__Task to carry out__
Transcribe the records that follow in their entirety, omitting any pictures.

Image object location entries
====================

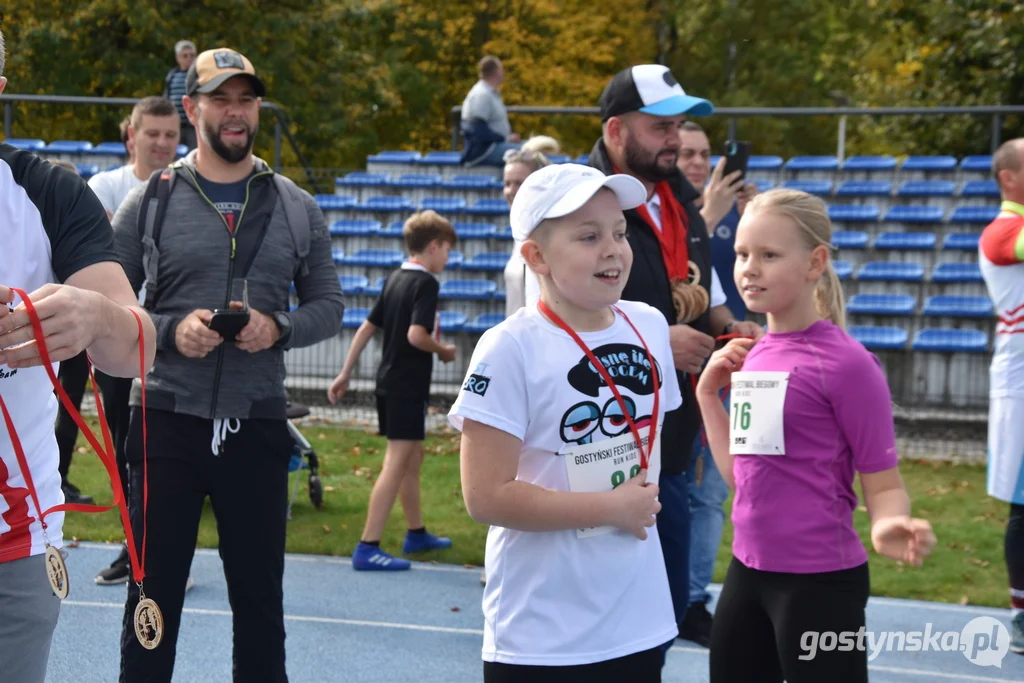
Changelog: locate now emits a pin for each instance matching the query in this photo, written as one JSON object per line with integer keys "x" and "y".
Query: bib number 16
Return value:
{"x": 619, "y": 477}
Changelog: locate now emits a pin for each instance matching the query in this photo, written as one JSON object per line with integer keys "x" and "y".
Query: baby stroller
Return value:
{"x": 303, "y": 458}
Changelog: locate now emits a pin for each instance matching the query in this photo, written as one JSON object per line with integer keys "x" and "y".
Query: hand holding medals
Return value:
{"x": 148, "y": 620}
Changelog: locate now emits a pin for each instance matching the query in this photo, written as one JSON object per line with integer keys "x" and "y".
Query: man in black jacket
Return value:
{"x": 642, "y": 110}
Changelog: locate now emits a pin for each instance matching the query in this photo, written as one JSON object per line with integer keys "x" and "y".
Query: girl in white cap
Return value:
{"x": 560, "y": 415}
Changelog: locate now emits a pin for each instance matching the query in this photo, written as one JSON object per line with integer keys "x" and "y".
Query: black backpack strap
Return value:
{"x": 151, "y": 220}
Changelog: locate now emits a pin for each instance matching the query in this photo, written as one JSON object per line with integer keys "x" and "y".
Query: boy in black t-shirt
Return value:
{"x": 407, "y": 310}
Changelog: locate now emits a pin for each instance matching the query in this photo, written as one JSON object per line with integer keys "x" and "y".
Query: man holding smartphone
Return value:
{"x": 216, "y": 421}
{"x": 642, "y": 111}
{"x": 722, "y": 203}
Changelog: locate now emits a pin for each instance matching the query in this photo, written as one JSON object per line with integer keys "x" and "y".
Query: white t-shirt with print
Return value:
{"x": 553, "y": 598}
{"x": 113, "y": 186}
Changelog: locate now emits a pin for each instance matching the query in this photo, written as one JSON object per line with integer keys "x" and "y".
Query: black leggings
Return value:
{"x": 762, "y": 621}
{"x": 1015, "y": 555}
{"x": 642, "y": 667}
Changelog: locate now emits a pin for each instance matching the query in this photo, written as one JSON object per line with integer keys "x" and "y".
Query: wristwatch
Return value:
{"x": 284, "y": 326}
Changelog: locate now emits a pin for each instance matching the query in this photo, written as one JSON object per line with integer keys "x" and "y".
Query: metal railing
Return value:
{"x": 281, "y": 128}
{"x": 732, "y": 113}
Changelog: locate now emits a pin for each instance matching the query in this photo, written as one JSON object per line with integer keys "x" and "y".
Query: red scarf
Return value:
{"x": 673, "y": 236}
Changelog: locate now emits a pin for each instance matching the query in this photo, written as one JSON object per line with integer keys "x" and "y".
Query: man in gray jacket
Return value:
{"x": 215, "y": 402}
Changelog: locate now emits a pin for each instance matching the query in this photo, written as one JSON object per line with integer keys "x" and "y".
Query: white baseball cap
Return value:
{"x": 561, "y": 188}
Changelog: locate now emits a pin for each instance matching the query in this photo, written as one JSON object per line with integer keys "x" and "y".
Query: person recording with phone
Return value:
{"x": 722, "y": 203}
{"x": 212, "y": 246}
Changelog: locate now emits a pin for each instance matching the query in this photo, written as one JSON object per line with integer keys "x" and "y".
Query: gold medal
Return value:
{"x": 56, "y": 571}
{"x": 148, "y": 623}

====================

__Correct answer__
Changelog: locate now emits a pin for each instance matching the query in this photo, written as one JSON object per line with integer keys "x" and "y".
Query: bib number 16
Return value:
{"x": 619, "y": 477}
Changelog: locate now emits a pin for each instance matching the query in this photo, written as one JSON object per line with integer keys "x" and "y".
Query: baby stroller
Return value:
{"x": 303, "y": 458}
Changelog: locate now emits a pin for each instance matching the query in this photo, written as one JSON object per line with integer keys "x" and "y".
Query: hand holding medals
Return value:
{"x": 148, "y": 620}
Changelog: locate now emits a pin for each instance matching the query in this photo, written as one JSON object per line with integer keys "x" and "y".
Query: man in black jacket
Return value:
{"x": 642, "y": 110}
Changelog: locate now emits a pin for each instance matching the query in this photo, written as one JSON object per line with integer keys "x" and "y".
Query: girl in white cap
Return value:
{"x": 560, "y": 415}
Changelog: locate now emits a pin for each instance matching the query in this photo, written as one JSON object per line with integer keys "x" and "y".
Query: black backpack strap
Return value:
{"x": 151, "y": 220}
Changelog: locate now emits a pin for each instance matching the query in this photo, written as one JSON object per line with integer keys "x" and "y".
Query: boy in black t-shirt
Return value:
{"x": 407, "y": 310}
Changelog: locate now emits a pin for each instance matching the query in this photo, written as one JSON object per line with integer keys "x" and "y".
Query: man holding smartphone
Return value:
{"x": 216, "y": 421}
{"x": 642, "y": 111}
{"x": 722, "y": 203}
Changelog: locate now emits a pin for each instance matching the query in this photo, written as one JSON object per line with integer keys "x" and "y".
Query: white t-shirt with print
Return value:
{"x": 553, "y": 598}
{"x": 113, "y": 186}
Changelog: locate now emits a pin for each instance matching the query in this photo, written as one JSON object per line with integer keys "x" and "y".
Query: black leggings
Return value:
{"x": 762, "y": 621}
{"x": 1015, "y": 555}
{"x": 642, "y": 667}
Changelog: locate now emits a pin for each instance matching the query in this photo, written as one JSON object per line with integer keys "x" and "y".
Query: wristwatch
Return value:
{"x": 284, "y": 326}
Changelog: locate now emits a pin for each instance matching the query in this photo, written as one JSON object per line with integer keys "x" and "y".
Query: metal railing
Return value:
{"x": 281, "y": 128}
{"x": 732, "y": 113}
Changelog: locate now emits a pin for each instance matching the query in this photo, written as one JSON object per line with integer keys "x" and "y".
Query: red scarf
Return value:
{"x": 673, "y": 236}
Changelog: locate now emits a pin for each instance matching the query in this photo, written as one JSON object per line with integer keys "x" and "y".
Query: man in gray jacket
Return value:
{"x": 215, "y": 402}
Changelog: locate now emits a pin for each instance matching the query in this photo, written as one JSON object per line with integer keys "x" and "y".
Query: white baseball cap
Return value:
{"x": 561, "y": 188}
Changelog: locate now emits a pin for each instance matching the query in this photo, written as one JSON object per line with integer keys "x" and "y".
Query: person recording with phone
Return value:
{"x": 722, "y": 203}
{"x": 212, "y": 246}
Changelog: locate now emits a pin for each instance matching the query in this photo, written as one JSON object per line with integer keys "x" and "y".
Query: gold medal
Return value:
{"x": 56, "y": 571}
{"x": 148, "y": 623}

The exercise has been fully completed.